People forget about wired communications.......if you have camp like set up with observation posts etc....then I would buy some 2 strand wire (coated) and run that to all the locations I needed. Then using standard telephones handsets ,wire them up, using a battery to power a light or bell to signal an incoming call. This can easily be made into a switchboard apparatus, allowing calls to go in and out and be patched together as needed.

This can effectively be done over great distances...as seen historically with the telegraph. This can allow for coordinated interference and deception in the event that detection and DF'ing is suspected. .


----------



## paraquack (Mar 1, 2013)

If it really a SHTF event, I doubt the feds will really be worried about a few of us. If you belong to a group 
with a bunch of hams, put together a list of frequencies and times to meet up.I put together a list of 124 
frequencies  and a rotating time of day for get togethers on the radio. It's not perfect but it can help.


----------



## SOCOM42 (Nov 9, 2012)

Old SF Guy said:


> Probably the easiest way to avoid triangulation is to understand how far away you can be heard by the receivers. Example HF communication travel extremely far...even bouncing of the Ionosphere to go halfway around the world on as little as 1/4 watt (if your really good).

• Required task 1: Based on the forum thread about field communications, say whether each statement agrees with it, answering yes or no and quoting the deciding words: (a) The first post suggests running coated two-strand wire to each location. (b) paraquack compiled a list of 124 frequencies. (c) The quoted post says HF signals need at least one watt to reach halfway around the world.
The records that follow the forum thread have no connection to it.

• Information supplied:
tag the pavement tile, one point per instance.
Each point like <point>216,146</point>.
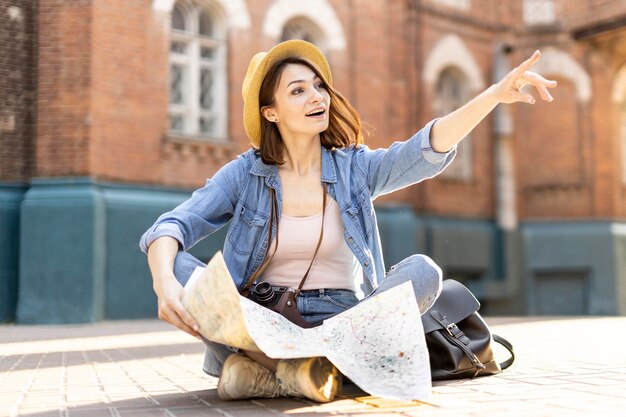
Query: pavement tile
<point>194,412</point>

* * *

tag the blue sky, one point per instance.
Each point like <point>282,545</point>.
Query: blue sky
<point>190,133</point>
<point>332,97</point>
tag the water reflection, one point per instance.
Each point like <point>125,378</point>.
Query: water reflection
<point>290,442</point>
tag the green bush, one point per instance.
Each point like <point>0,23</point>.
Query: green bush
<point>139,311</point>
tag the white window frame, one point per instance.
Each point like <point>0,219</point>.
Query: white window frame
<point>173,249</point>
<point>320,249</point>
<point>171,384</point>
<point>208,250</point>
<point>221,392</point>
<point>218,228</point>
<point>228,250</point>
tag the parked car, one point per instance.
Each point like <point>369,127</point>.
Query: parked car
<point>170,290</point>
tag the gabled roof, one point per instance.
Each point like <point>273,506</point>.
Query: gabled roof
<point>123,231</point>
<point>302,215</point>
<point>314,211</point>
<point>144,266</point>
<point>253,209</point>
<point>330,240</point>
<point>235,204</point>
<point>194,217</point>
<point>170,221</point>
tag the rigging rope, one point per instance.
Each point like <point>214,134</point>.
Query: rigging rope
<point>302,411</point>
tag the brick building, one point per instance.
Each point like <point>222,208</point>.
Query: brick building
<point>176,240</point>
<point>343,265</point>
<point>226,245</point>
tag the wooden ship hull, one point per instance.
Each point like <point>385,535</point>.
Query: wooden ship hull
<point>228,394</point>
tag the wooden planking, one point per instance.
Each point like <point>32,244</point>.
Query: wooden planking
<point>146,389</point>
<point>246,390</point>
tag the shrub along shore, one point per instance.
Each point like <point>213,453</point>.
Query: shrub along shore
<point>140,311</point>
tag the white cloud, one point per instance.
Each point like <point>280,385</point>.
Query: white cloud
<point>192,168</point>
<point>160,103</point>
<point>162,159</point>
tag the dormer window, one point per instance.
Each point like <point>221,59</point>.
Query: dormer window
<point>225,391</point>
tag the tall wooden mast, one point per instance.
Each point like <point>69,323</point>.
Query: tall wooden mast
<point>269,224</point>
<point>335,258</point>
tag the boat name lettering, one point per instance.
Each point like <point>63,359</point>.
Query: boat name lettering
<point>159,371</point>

• Required task 2: In the records, retype everything from the line containing "tag the pavement" down to the line containing "<point>194,412</point>", leaving out the picture.

• Response 1:
(a) Yes: "I would buy some 2 strand wire (coated) and run that to all the locations I needed."
(b) Yes: "I put together a list of 124"
(c) No: "halfway around the world on as little as 1/4 watt"

• Response 2:
tag the pavement tile, one point per instance.
Each point like <point>216,146</point>.
Query: pavement tile
<point>194,412</point>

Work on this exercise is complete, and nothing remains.